[Extracted entries]
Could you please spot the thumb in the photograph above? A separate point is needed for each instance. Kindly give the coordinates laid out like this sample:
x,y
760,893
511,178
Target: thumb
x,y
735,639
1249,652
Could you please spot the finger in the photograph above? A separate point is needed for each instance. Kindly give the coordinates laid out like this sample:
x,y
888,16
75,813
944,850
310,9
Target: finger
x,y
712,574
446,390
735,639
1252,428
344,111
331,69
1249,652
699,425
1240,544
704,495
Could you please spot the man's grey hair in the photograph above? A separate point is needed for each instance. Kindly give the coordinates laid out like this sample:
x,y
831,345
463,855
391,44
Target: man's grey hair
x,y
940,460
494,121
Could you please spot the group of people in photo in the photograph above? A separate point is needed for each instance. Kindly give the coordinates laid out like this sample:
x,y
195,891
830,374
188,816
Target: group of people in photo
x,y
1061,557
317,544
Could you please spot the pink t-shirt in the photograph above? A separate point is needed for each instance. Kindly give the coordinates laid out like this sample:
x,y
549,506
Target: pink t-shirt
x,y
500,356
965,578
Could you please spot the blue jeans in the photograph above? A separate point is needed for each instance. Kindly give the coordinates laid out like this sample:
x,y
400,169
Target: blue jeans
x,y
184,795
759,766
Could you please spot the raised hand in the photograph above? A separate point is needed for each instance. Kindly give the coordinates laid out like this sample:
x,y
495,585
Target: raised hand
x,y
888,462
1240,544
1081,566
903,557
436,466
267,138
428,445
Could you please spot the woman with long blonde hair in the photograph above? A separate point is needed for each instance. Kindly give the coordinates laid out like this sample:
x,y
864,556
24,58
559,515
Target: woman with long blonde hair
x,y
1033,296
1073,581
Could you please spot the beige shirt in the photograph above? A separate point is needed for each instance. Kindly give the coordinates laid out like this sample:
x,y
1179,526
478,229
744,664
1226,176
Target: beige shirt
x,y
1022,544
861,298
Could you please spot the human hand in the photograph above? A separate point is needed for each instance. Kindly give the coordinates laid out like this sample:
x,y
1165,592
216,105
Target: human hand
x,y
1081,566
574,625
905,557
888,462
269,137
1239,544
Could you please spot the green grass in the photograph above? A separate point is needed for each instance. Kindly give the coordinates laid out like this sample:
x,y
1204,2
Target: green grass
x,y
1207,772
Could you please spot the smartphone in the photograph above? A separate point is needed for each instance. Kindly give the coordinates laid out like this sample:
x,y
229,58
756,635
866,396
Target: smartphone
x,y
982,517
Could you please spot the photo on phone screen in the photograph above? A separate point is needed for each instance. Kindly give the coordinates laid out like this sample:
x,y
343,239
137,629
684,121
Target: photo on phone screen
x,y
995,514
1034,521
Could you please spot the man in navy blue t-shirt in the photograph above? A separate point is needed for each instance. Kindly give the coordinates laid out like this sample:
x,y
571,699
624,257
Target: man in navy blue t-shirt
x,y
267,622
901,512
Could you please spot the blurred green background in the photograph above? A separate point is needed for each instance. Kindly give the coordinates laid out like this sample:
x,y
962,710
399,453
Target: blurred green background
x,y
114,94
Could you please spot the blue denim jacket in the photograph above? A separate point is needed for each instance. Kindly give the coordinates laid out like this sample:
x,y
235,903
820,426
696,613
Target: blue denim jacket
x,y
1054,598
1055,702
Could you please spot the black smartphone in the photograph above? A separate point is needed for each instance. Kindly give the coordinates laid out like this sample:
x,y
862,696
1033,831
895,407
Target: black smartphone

_Objective_. Edit all of the entries above by changing every "photograph" to "image", leaving everything else as it is.

_Answer for the task_.
Could you please spot the thumb in the image above? A separate point is needed for each instance. Kindly give the coordinates laid out like this sample:
x,y
760,893
511,178
Target: thumb
x,y
735,639
1249,652
Could you please spot the finger in the image above? A separate point is needed for each instance. Kindly give the coordinates laid out like this sample:
x,y
888,16
75,813
944,850
310,9
Target: finger
x,y
712,574
446,390
735,639
1252,428
344,111
331,69
1249,652
699,425
1240,544
704,495
Could you please spot the man's grey hair in the image above? A separate point is needed for each instance. Kindly give the coordinates laid out like this sample:
x,y
831,345
463,855
391,44
Target: man's grey hair
x,y
940,460
494,121
Could you please spot the group of people in photo in the image above? A separate point is needed for each instance. Kindly give the coordinates laid out like this sample:
x,y
195,891
830,374
188,816
Target: group of people in photo
x,y
1061,557
317,544
Could you please spot the pink t-shirt in the image above? A separate point is needed for each instance. Kindly give the coordinates laid out like this sample:
x,y
549,506
Target: pink t-shirt
x,y
500,356
965,578
Could you please spot the blue jeans in the image above? A separate point is needed for each instance. Kindly give the coordinates laid out like this sample:
x,y
400,169
Target: blue jeans
x,y
184,795
759,766
Could you please spot the raised hand in the image above? A separate point is needed for each instance. Kindly give the coordinates laid out like this sample:
x,y
495,585
Target: raised hand
x,y
888,462
1240,544
1081,566
903,557
436,466
267,138
428,445
Could you please spot the woman with long blonde hair in the image above? A separate point is needed for each instance. Kindly give the coordinates laid out like this sample:
x,y
864,556
24,58
559,515
Target: woman with long blonde hair
x,y
1033,296
1073,581
Could you please spot the beige shirt in the image above? A separate point is needed for each instance. Kindly give the coordinates laid out like this sample:
x,y
1179,526
478,229
744,664
1226,176
Target: beige shirt
x,y
1022,544
861,298
Could you please spot the human hand in the image above? A separate point is needed for each instance. Kindly give the coordinates laid out like this sample:
x,y
1165,592
216,105
Target: human hand
x,y
1081,566
574,625
905,557
888,462
269,137
1239,544
Could you please spot the green grass in the image above? A separate point is needed for each instance. Kindly give the coordinates laid out like this sample:
x,y
1204,2
Target: green grass
x,y
1207,772
Could you please spot the smartphone in the image above? A separate point is needed for each instance. Kindly give the coordinates laid out like this sample:
x,y
229,58
756,635
866,396
Target: smartphone
x,y
982,517
Could you please spot the photo on phone screen in the image above? A separate point is needed for each instance. Kindly give the coordinates laid out like this sample:
x,y
343,239
137,629
684,121
Target: photo on phone screen
x,y
995,514
1034,521
Could you please spot the man in navy blue t-shirt in the image above? A separate point is needed for each instance. Kindly give the coordinates laid out like this sample:
x,y
571,699
624,257
Target: man in navy blue t-shirt
x,y
267,622
901,512
Could you please spot the blurred green background in the image above? A separate point is needed for each instance. Kindly give the coordinates laid out like this sample:
x,y
962,710
399,453
Target: blurred green background
x,y
114,94
Could you please spot the blue denim jacket in the image above? A separate point is needed for each instance. Kindly give the coordinates laid out like this sample:
x,y
235,903
820,426
696,613
Target: blue denim jacket
x,y
1054,598
1055,702
Could you please spot the black smartphone in the image above? A separate point is needed for each instance. Kindly give the coordinates laid out like this sample:
x,y
862,696
1033,831
895,407
Target: black smartphone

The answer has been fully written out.